Turn every line of the items below into a numbered list, omitting blank lines and leaving out the pictures.

Records from a collection:
★ ★ ★ ★
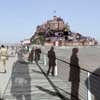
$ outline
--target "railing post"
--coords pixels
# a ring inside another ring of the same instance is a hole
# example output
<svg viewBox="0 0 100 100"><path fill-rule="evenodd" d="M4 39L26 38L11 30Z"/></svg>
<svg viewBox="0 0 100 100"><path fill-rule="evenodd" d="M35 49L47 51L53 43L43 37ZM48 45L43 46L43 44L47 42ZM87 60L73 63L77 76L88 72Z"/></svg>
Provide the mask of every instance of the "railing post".
<svg viewBox="0 0 100 100"><path fill-rule="evenodd" d="M57 76L58 75L58 69L57 69L57 60L56 60L56 66L55 66L55 72L54 75Z"/></svg>
<svg viewBox="0 0 100 100"><path fill-rule="evenodd" d="M46 55L44 54L44 66L47 65L47 62L46 62Z"/></svg>
<svg viewBox="0 0 100 100"><path fill-rule="evenodd" d="M92 94L90 92L91 86L90 86L90 73L88 72L88 100L92 100Z"/></svg>

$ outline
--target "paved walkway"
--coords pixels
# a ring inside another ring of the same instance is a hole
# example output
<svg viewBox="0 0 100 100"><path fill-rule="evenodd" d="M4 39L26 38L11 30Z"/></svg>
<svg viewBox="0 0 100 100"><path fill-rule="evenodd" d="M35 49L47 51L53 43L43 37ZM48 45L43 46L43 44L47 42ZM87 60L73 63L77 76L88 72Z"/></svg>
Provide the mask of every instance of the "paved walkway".
<svg viewBox="0 0 100 100"><path fill-rule="evenodd" d="M44 66L42 61L39 64L29 64L20 56L10 70L8 77L11 78L4 94L5 100L69 100L70 98L70 94L66 93L66 89L70 90L66 81L57 76L47 77L45 74L47 66ZM8 79L5 83L7 81Z"/></svg>

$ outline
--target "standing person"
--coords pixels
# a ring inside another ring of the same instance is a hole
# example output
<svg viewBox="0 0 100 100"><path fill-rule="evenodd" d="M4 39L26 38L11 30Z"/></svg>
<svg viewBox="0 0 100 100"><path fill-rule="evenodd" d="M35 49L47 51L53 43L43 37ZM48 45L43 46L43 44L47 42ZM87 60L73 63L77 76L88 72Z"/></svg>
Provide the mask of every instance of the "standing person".
<svg viewBox="0 0 100 100"><path fill-rule="evenodd" d="M31 52L29 53L29 61L32 63L34 58L34 48L32 48Z"/></svg>
<svg viewBox="0 0 100 100"><path fill-rule="evenodd" d="M54 51L54 47L48 51L48 59L49 59L49 69L47 71L47 75L49 75L50 70L52 70L52 76L54 76L55 66L56 66L56 55Z"/></svg>
<svg viewBox="0 0 100 100"><path fill-rule="evenodd" d="M8 59L8 53L7 53L7 49L5 48L4 45L1 46L0 58L1 58L1 62L3 63L2 72L6 73L5 66L6 66L6 60Z"/></svg>
<svg viewBox="0 0 100 100"><path fill-rule="evenodd" d="M70 57L70 76L69 81L71 86L71 100L79 100L79 82L80 82L80 67L78 58L78 48L72 49L72 55Z"/></svg>
<svg viewBox="0 0 100 100"><path fill-rule="evenodd" d="M41 49L36 47L35 49L35 61L36 62L40 60L40 54L41 54Z"/></svg>

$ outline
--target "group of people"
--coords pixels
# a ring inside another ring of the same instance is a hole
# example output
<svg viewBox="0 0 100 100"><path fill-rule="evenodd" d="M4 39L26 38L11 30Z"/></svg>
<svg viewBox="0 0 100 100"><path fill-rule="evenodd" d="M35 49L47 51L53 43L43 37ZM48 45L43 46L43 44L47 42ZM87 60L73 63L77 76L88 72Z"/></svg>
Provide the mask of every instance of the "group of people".
<svg viewBox="0 0 100 100"><path fill-rule="evenodd" d="M33 60L35 60L36 62L38 62L40 60L40 54L41 54L41 49L36 47L36 48L32 48L31 52L29 53L29 57L28 60L32 63Z"/></svg>
<svg viewBox="0 0 100 100"><path fill-rule="evenodd" d="M0 47L0 73L6 73L6 61L8 60L8 49L1 45Z"/></svg>

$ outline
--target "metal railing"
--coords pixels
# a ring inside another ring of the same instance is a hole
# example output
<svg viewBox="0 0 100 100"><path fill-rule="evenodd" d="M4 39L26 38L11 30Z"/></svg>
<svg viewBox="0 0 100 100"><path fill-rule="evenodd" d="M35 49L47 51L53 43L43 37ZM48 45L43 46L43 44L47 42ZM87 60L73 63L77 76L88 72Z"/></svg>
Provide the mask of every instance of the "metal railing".
<svg viewBox="0 0 100 100"><path fill-rule="evenodd" d="M44 65L48 66L48 57L44 54ZM78 67L73 65L74 67ZM99 100L100 99L100 69L92 72L90 70L78 67L80 72L80 85L79 85L79 99L80 100ZM68 87L71 86L69 82L70 62L56 57L55 76L66 81ZM68 88L67 87L67 88ZM71 93L70 90L66 92Z"/></svg>

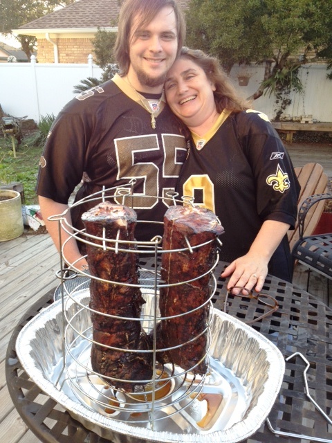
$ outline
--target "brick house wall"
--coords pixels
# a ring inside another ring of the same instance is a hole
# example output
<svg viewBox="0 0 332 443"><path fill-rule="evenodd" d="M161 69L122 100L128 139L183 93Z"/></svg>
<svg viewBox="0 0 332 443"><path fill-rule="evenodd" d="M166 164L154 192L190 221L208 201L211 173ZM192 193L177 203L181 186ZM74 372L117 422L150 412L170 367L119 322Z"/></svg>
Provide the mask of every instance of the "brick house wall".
★ ★ ★ ★
• ANSWER TO THIS PROBLEM:
1. $ outline
2. --target "railing post"
3. --coords pixels
4. # a ring inside another ring of the same instance is a hole
5. # example output
6. <svg viewBox="0 0 100 100"><path fill-rule="evenodd" d="M4 39L26 38L11 30Z"/></svg>
7. <svg viewBox="0 0 100 100"><path fill-rule="evenodd" d="M35 49L47 51L53 43L43 37ZM48 45L43 46L43 44L47 42ZM87 60L73 63L77 76L88 72Z"/></svg>
8. Provide the mask of every instance of the "railing post".
9. <svg viewBox="0 0 100 100"><path fill-rule="evenodd" d="M57 76L58 75L58 69L57 69L57 60L56 60L56 66L55 66L55 72L54 75Z"/></svg>
10. <svg viewBox="0 0 100 100"><path fill-rule="evenodd" d="M46 55L44 54L44 66L47 65L47 62L46 62Z"/></svg>
11. <svg viewBox="0 0 100 100"><path fill-rule="evenodd" d="M92 94L90 92L91 86L90 86L90 73L88 72L88 100L92 100Z"/></svg>
12. $ outline
13. --target "paved walkway"
14. --coords pixels
15. # a ring inside another ring of the same instance is a hole
16. # example output
17. <svg viewBox="0 0 100 100"><path fill-rule="evenodd" d="M4 39L26 38L11 30Z"/></svg>
18. <svg viewBox="0 0 100 100"><path fill-rule="evenodd" d="M35 49L47 51L53 43L43 37ZM48 45L43 46L43 44L47 42ZM87 60L73 63L77 76L88 72Z"/></svg>
19. Provide the mask of every instance of the "paved walkway".
20. <svg viewBox="0 0 100 100"><path fill-rule="evenodd" d="M44 66L42 61L39 64L29 64L20 56L10 70L8 77L11 78L4 94L5 100L69 100L70 98L70 94L66 93L66 89L70 90L66 81L57 76L47 77L45 74L47 66ZM8 79L5 83L7 81Z"/></svg>
21. $ outline
22. --target "standing person"
23. --coords pixels
24. # a ring inside another ring of the same instance is a hole
25. # example output
26. <svg viewBox="0 0 100 100"><path fill-rule="evenodd" d="M4 39L26 38L11 30Z"/></svg>
27. <svg viewBox="0 0 100 100"><path fill-rule="evenodd" d="M35 49L47 51L53 43L43 37ZM48 45L43 46L43 44L47 42ZM87 60L73 63L77 76L88 72Z"/></svg>
28. Provide the mask of every instance of the "standing person".
29. <svg viewBox="0 0 100 100"><path fill-rule="evenodd" d="M31 52L29 53L29 61L32 63L34 58L34 48L32 48Z"/></svg>
30. <svg viewBox="0 0 100 100"><path fill-rule="evenodd" d="M54 51L54 47L48 51L48 59L49 59L49 69L47 71L47 75L49 75L50 70L52 70L52 76L54 76L55 66L56 66L56 55Z"/></svg>
31. <svg viewBox="0 0 100 100"><path fill-rule="evenodd" d="M8 59L8 53L7 53L7 49L5 48L4 45L1 46L0 58L1 58L1 62L3 63L2 72L6 73L5 66L6 66L6 60Z"/></svg>
32. <svg viewBox="0 0 100 100"><path fill-rule="evenodd" d="M70 57L70 76L69 81L71 86L71 100L79 100L79 82L80 82L80 67L78 58L78 48L72 49L72 55Z"/></svg>
33. <svg viewBox="0 0 100 100"><path fill-rule="evenodd" d="M41 49L36 47L35 49L35 61L36 62L40 60L40 54L41 54Z"/></svg>
34. $ outline
35. --target "group of people"
36. --coords pixels
37. # a ring inside another ring of the same instance is a hole
38. # example output
39. <svg viewBox="0 0 100 100"><path fill-rule="evenodd" d="M4 39L26 38L11 30Z"/></svg>
40. <svg viewBox="0 0 100 100"><path fill-rule="evenodd" d="M35 49L47 51L53 43L43 37ZM48 45L43 46L43 44L47 42ZM87 60L73 63L77 76L88 72Z"/></svg>
41. Provide the mask of every instance of the "group of people".
42. <svg viewBox="0 0 100 100"><path fill-rule="evenodd" d="M33 60L35 60L36 62L38 62L40 60L40 54L41 54L41 49L36 47L36 48L32 48L31 52L29 53L29 57L28 60L32 63Z"/></svg>
43. <svg viewBox="0 0 100 100"><path fill-rule="evenodd" d="M0 47L0 73L6 73L6 61L8 60L8 49L1 45Z"/></svg>
44. $ outline
45. --target "metal railing"
46. --coords pixels
47. # a ring inside another ring of the same instance is a hole
48. # example output
49. <svg viewBox="0 0 100 100"><path fill-rule="evenodd" d="M4 39L26 38L11 30Z"/></svg>
50. <svg viewBox="0 0 100 100"><path fill-rule="evenodd" d="M35 49L47 51L53 43L43 37ZM48 45L43 46L43 44L47 42ZM87 60L73 63L77 76L88 72Z"/></svg>
51. Provide the mask of every instance of the "metal railing".
52. <svg viewBox="0 0 100 100"><path fill-rule="evenodd" d="M44 65L48 66L48 57L44 54ZM78 67L73 65L74 67ZM99 100L100 99L100 69L92 72L90 70L78 67L80 72L80 85L79 85L79 99L80 100ZM68 87L71 86L69 82L70 62L56 57L55 76L66 81ZM68 88L67 87L67 88ZM71 93L70 90L66 92Z"/></svg>
53. $ outline
54. --target "brick house wall"
55. --coords pixels
56. # a ring inside another ring of the same instance is a hole
57. # example output
58. <svg viewBox="0 0 332 443"><path fill-rule="evenodd" d="M161 69L122 100L128 139L183 93Z"/></svg>
59. <svg viewBox="0 0 332 443"><path fill-rule="evenodd" d="M166 164L154 192L190 221L208 201L211 173ZM192 193L177 203L181 186ZM74 372L117 422L150 412L170 367L119 322Z"/></svg>
60. Provide the mask of every instance of the "brick house wall".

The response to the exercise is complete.